> _Selected excerpt_
↓

- How does a healthy diet affect life insurance premiums?
- February 18, 2014
At the end of every year, after the clock strikes midnight and the ball drops in Times Square, people everywhere fall asleep with dreams of healthy eating and bodily exercise. The hard part is actually committing to them.
You may realize that these adjustments will improve your quality of life and even your life expectancy but have you considered the fiscal incentive? Your commitment to a healthy lifestyle could save you money on future medical bills and life insurance premiums.
“Healthy applicants pay the lowest rates,” said CEO and President of Life Quotes, Inc., Bob Bland.
Even if you haven’t lived a healthy lifestyle but have recently committed to the change, know that you can achieve lower rates in the future.
“The main long-term life insurance benefit of staying healthy is that you can enjoy low rates once again after the initial rate guarantee period of your term life expires,” said Bland. “Another is that, at any time, you can drop your current term life plan and shop around for a new plan.”
All people tend to face a higher risk for heart attacks and other cardiac events as they get older, but a healthy diet and lifestyle can go a long way toward preventing this.
Studies show that heart trouble — including clogged arteries and high cholesterol — can start as early as childhood. In fact, taking protective measures in your 20s, 30s, or 40s can help lower your odds of developing heart problems by as much as 60 percent.
According to the American Heart Association, the following guidelines will help you best prevent heart disease.
In your 20’s and 30’s:
- Begin health screenings early
- Be physically active with exercising at least 2 hours per week
- Don’t smoke and avoid second hand smoke
- Build family awareness of a healthy diet in your daily menus
- Stay away from fried or fast foods
- Alcohol consumption in moderation
- Handle stress with management techniques such as deep breathing
In your 40’s, 50’s & 60’s:
- Maintain a healthy weight
- Check to make sure high blood pressure and high cholesterol is in check
- An ankle-brachial index test is recommended to measure arterial disease for those over
- Don’t ignore snoring since once in five have a mild case of sleep apnea
There’s more to diets than looking beach-ready for the summer; small changes can make all of the difference. Taking the appropriate precautions and maintaining a healthy lifestyle from the get-go will, not only save your life, but a whole lot of money along the way.

↑

> _Task brief_
Answer these questions from the article on diet and life insurance premiums:
1. Who is named as CEO and President of Life Quotes, Inc.?
2. By up to what percentage can protective measures taken in your 20s, 30s, or 40s lower the odds of developing heart problems?
3. How much weekly exercise does the list for people in their 20's and 30's recommend?

> _Information_

↓

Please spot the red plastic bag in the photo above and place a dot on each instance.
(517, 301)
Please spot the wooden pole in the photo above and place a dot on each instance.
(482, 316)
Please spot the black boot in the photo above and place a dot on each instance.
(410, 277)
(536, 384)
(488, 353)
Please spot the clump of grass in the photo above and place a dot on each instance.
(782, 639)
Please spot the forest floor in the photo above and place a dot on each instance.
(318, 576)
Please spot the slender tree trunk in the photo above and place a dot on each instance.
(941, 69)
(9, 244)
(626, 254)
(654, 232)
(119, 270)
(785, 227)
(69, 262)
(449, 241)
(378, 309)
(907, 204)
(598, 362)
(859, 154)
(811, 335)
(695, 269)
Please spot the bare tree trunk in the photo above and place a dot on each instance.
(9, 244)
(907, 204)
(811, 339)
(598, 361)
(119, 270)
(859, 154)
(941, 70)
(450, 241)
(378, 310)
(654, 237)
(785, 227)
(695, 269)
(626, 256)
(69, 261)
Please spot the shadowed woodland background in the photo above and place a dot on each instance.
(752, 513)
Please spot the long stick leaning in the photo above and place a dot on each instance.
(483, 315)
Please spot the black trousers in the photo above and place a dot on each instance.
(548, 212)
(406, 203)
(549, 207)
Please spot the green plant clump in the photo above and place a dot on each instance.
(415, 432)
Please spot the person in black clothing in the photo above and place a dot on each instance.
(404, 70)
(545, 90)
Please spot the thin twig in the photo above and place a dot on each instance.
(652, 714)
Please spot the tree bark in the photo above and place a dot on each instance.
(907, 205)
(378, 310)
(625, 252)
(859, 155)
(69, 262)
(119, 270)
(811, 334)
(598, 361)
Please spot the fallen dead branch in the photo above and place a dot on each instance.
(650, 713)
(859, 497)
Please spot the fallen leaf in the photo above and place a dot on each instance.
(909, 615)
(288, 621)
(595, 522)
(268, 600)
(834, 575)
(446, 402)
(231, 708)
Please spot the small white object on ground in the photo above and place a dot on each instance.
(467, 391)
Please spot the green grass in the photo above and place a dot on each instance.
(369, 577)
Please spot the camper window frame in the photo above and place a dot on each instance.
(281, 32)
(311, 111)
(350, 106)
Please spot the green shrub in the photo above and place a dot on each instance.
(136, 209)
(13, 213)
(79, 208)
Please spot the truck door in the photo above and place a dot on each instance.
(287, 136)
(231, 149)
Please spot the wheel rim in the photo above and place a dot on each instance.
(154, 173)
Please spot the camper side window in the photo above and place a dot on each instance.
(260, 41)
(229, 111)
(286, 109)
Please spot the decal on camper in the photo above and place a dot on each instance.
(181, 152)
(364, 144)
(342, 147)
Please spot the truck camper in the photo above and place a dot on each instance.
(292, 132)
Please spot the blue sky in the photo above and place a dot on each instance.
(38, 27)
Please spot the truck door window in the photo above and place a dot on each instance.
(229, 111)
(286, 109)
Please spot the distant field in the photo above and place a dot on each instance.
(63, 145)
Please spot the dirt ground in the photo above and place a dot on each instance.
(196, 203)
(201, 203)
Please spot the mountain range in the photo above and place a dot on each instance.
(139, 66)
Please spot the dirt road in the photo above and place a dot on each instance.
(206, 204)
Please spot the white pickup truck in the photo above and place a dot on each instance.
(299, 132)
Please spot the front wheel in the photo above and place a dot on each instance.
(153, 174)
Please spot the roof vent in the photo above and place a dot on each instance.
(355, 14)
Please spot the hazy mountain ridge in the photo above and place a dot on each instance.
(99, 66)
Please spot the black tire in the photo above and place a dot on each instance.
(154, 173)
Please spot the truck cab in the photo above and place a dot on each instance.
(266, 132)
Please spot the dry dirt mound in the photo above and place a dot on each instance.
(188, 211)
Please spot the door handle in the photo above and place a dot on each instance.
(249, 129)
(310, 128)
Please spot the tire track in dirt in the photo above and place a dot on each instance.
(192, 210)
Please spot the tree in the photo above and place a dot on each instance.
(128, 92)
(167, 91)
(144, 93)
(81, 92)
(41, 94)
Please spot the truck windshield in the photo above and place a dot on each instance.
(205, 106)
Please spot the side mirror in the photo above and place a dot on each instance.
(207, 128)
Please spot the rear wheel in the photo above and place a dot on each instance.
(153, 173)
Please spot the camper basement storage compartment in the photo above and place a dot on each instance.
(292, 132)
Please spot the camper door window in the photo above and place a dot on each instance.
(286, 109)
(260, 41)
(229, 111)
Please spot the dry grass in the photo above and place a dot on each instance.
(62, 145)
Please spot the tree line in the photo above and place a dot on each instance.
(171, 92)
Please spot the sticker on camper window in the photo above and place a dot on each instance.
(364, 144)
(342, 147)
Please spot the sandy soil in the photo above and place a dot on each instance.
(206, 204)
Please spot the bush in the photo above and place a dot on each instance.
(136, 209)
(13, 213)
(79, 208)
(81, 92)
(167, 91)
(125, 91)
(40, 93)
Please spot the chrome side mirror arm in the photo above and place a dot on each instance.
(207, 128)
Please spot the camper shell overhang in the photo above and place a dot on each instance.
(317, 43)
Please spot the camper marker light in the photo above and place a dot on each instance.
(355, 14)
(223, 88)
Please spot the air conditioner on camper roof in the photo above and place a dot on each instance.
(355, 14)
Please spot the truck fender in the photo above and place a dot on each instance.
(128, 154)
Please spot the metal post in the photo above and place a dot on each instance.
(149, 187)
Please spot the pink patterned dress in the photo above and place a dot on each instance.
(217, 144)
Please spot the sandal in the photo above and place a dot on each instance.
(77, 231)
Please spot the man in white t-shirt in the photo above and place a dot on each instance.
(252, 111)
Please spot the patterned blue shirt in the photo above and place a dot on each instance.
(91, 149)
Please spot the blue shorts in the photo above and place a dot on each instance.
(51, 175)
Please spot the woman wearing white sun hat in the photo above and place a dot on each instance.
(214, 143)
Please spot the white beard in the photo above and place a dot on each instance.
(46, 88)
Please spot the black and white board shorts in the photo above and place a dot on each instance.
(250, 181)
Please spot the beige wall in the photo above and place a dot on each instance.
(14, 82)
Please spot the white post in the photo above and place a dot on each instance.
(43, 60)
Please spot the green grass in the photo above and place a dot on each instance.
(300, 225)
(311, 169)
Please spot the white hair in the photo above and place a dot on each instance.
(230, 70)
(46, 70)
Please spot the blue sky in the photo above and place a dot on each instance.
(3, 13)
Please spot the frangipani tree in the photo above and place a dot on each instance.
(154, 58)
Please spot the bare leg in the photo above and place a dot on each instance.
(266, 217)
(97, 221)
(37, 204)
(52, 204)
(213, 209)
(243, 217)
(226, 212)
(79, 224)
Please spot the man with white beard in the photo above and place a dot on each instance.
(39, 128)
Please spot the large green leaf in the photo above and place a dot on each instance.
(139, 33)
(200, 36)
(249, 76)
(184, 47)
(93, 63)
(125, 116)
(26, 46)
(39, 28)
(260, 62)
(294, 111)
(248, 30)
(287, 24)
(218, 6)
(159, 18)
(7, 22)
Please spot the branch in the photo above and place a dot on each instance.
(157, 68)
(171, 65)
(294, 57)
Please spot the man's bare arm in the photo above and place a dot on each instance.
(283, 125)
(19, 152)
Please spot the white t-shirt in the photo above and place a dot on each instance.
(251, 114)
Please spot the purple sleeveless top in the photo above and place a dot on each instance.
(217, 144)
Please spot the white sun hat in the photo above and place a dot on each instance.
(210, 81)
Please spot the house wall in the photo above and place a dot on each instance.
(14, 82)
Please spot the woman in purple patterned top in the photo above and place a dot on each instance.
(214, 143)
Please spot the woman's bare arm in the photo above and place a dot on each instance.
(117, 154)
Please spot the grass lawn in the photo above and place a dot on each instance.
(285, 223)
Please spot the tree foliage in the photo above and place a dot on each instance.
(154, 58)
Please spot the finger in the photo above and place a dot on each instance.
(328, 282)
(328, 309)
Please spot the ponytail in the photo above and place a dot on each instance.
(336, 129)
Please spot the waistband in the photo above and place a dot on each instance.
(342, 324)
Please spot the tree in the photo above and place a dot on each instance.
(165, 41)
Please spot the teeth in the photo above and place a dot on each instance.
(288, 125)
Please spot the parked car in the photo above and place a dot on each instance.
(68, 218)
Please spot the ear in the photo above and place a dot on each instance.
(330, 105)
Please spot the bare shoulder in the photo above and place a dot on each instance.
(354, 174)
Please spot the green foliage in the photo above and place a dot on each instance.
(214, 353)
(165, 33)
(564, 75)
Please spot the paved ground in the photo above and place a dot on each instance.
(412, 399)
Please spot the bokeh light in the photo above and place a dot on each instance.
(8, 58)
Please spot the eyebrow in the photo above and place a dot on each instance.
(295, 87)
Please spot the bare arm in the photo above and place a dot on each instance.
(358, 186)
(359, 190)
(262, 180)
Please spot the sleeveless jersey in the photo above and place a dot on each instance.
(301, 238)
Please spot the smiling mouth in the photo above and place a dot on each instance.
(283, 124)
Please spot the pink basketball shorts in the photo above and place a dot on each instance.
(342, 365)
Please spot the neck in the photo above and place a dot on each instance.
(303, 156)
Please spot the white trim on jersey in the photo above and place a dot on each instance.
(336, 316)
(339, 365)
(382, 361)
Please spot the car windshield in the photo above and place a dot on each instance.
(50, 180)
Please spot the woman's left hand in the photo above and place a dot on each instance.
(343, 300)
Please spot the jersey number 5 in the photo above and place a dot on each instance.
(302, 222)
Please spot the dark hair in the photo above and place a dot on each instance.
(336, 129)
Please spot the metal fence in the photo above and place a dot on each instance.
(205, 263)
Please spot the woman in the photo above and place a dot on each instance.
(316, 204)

↑

> _Task response_
1. Bob Bland
2. As much as 60 percent
3. At least 2 hours per week